• [TEXTO DE ORIGEM]:
++++++

Em geral, as DII têm uma interação genética associada a uma exposição ambiental, que seria um gatilho e contribuiria para o surgimento do processo inflamatório intestinal. A saúde da microbiota intestinal, que está associada à resistência imunológica, também pode gerar o gatilho e o processo inflamatório. Entre os gatilhos ambientais que podem contribuir para o surgimento ou agravamento da DII está o tabagismo – normalmente associado à piora da doença de Crohn. Além disso, antibióticos, anti-inflamatórios e anticoncepcionais, às vezes, estão associados ao desenvolvimento ou à piora da doença. “Claro que não é um fator isolado, que não são todos que tomam esses medicamentos que terão a doença, mas existe uma associação de fatores e o fator ambiental é o gatilho para o paciente que já tem predisposiçãoo genética desenvolver DII”, reforça o professor.

++++++

• [DADOS FORNECIDOS]:
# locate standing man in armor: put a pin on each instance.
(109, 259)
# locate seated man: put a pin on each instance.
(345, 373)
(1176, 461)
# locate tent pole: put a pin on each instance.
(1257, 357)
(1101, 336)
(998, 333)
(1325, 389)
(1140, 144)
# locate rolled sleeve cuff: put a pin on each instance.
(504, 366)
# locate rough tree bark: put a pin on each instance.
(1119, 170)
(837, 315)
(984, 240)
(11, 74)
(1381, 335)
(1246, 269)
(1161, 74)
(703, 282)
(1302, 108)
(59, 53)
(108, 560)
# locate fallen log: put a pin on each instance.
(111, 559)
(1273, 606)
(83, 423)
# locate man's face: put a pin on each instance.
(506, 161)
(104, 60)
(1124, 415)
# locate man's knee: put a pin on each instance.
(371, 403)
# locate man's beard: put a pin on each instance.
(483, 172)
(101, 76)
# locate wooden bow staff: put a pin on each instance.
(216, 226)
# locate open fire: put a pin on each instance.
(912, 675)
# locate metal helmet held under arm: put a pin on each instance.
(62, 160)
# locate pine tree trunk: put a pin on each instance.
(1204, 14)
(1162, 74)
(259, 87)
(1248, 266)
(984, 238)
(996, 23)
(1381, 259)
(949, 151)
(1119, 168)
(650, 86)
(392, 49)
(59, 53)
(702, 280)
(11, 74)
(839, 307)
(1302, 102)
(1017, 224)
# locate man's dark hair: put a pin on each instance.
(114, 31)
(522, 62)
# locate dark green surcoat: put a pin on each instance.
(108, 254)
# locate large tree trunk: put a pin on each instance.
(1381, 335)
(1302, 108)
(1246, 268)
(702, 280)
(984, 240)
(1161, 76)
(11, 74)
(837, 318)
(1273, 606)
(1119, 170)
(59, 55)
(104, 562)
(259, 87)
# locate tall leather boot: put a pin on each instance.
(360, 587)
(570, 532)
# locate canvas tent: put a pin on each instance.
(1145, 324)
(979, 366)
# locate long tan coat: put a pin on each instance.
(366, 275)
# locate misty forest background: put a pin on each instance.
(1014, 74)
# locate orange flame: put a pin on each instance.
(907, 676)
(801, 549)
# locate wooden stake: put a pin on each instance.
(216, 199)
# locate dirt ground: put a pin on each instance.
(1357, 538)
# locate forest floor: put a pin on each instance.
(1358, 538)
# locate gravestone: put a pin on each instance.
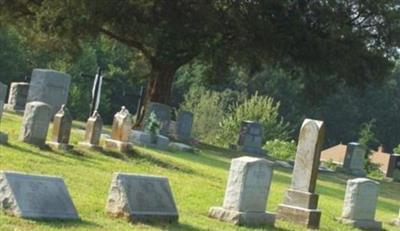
(50, 87)
(94, 126)
(163, 113)
(184, 125)
(360, 204)
(251, 138)
(246, 193)
(62, 124)
(300, 201)
(354, 160)
(141, 198)
(121, 128)
(35, 123)
(35, 197)
(3, 92)
(17, 97)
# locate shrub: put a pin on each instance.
(258, 108)
(280, 149)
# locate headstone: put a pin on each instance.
(121, 128)
(360, 204)
(62, 124)
(141, 198)
(300, 201)
(354, 160)
(184, 125)
(163, 113)
(35, 123)
(35, 197)
(251, 138)
(246, 193)
(145, 139)
(94, 126)
(50, 87)
(17, 97)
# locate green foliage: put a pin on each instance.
(280, 149)
(258, 108)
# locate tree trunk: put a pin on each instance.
(158, 88)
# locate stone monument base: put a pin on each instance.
(89, 146)
(362, 224)
(59, 146)
(3, 138)
(242, 218)
(308, 217)
(117, 145)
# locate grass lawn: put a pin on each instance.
(198, 182)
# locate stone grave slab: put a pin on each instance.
(141, 198)
(35, 196)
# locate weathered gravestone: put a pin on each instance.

++++++

• [O QUE FAZER]:
Reproduza do texto de origem o trecho entre "Em geral, as" e "reforça o professor.", inclusive. Os registros não precisam ser consultados.

• [RESPOSTA]:
Em geral, as DII têm uma interação genética associada a uma exposição ambiental, que seria um gatilho e contribuiria para o surgimento do processo inflamatório intestinal. A saúde da microbiota intestinal, que está associada à resistência imunológica, também pode gerar o gatilho e o processo inflamatório. Entre os gatilhos ambientais que podem contribuir para o surgimento ou agravamento da DII está o tabagismo – normalmente associado à piora da doença de Crohn. Além disso, antibióticos, anti-inflamatórios e anticoncepcionais, às vezes, estão associados ao desenvolvimento ou à piora da doença. “Claro que não é um fator isolado, que não são todos que tomam esses medicamentos que terão a doença, mas existe uma associação de fatores e o fator ambiental é o gatilho para o paciente que já tem predisposiçãoo genética desenvolver DII”, reforça o professor.